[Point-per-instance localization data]

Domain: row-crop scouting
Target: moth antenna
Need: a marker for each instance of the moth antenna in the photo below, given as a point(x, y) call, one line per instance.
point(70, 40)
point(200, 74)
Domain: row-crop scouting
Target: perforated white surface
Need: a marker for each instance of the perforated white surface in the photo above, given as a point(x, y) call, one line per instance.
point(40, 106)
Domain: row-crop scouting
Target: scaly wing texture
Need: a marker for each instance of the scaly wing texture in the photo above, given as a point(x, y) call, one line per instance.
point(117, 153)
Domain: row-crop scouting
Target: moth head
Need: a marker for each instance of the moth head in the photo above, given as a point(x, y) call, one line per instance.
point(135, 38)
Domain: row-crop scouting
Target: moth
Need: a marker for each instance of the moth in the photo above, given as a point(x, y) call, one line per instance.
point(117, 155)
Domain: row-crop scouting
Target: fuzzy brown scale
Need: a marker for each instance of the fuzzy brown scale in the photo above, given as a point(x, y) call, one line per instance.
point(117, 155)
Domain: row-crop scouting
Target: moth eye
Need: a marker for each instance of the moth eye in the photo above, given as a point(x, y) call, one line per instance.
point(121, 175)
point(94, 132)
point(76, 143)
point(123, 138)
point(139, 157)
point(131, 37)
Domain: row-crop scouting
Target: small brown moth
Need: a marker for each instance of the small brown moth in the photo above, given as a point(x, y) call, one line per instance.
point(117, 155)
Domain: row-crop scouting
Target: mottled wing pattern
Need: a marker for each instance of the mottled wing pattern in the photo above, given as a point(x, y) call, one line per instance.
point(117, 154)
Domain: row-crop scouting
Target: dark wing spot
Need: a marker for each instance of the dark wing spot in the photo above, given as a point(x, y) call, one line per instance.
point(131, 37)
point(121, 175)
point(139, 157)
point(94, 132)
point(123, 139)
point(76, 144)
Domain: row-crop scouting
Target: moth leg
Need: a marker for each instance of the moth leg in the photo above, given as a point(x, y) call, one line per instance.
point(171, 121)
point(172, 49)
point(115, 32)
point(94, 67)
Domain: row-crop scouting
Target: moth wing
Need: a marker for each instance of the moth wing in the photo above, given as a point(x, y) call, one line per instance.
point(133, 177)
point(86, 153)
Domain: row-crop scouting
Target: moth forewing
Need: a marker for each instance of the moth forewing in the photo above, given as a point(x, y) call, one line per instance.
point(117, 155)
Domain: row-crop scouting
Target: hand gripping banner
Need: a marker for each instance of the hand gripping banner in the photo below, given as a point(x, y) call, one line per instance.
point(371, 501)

Goal of the exercise:
Copy the data above in full, character for character.

Response below:
Domain: row-crop scouting
Target: moth antenna
Need: a marker for each instance of the moth antenna in the photo below, given as a point(x, y) call, one line per instance.
point(70, 40)
point(200, 74)
Domain: row-crop scouting
Target: perforated white surface
Need: a marker for each instance of the perforated white surface in the photo above, given as a point(x, y) call, one line per instance.
point(40, 106)
Domain: row-crop scouting
Target: scaly wing texture
Need: a marker for each instance of the scaly wing texture in the photo above, given as a point(x, y) call, one line per instance.
point(117, 153)
Domain: row-crop scouting
Target: moth head
Need: a marker for each instance of the moth head in the photo above, given as a point(x, y) call, one line per instance.
point(135, 38)
Domain: row-crop scouting
Target: moth
Need: a marker for each instance of the moth in the photo above, given as a point(x, y) call, one line per instance.
point(117, 155)
Domain: row-crop scouting
Target: fuzzy brown scale
Need: a marker for each instance of the fuzzy brown scale in the photo above, given as a point(x, y) call, one line per instance.
point(117, 155)
Domain: row-crop scouting
Target: moth eye
Need: a marker for each instance of the moth eye in the photo above, given as a point(x, y) call, one line per instance.
point(121, 175)
point(94, 132)
point(76, 143)
point(123, 138)
point(139, 157)
point(131, 37)
Domain: row-crop scouting
Target: small brown moth
Need: a marker for each instance of the small brown moth in the photo above, given as a point(x, y) call, one line per instance.
point(117, 155)
Domain: row-crop scouting
Target: mottled wing pattern
Need: a marker for each instance of the mottled wing pattern in the photo above, given as a point(x, y) call, one line per instance.
point(117, 154)
Domain: row-crop scouting
Target: dark wing spot
Need: a marker for each instance of the dark wing spot in the photo above, given as a point(x, y) call, one line per instance.
point(131, 37)
point(121, 175)
point(139, 157)
point(94, 132)
point(123, 139)
point(76, 144)
Domain: row-crop scouting
Target: moth leg
Need: a marker for each instance of the moth leg in the photo above, given as a point(x, y) call, one line per instance.
point(171, 121)
point(172, 49)
point(115, 32)
point(94, 67)
Domain: row-crop scouting
Target: moth wing
Need: a marker for each instance of the moth wing in the photo above, given as a point(x, y) call, one line per instance.
point(133, 177)
point(86, 153)
Domain: row-crop scouting
Target: moth forewing
Need: a marker for each instance of the moth forewing in the photo above, given as a point(x, y) call, one line per instance.
point(117, 155)
Domain: row-crop scouting
Target: hand gripping banner
Need: a marker for each instance of the hand gripping banner in the photo below, given as a point(x, y) call, one line per instance.
point(371, 501)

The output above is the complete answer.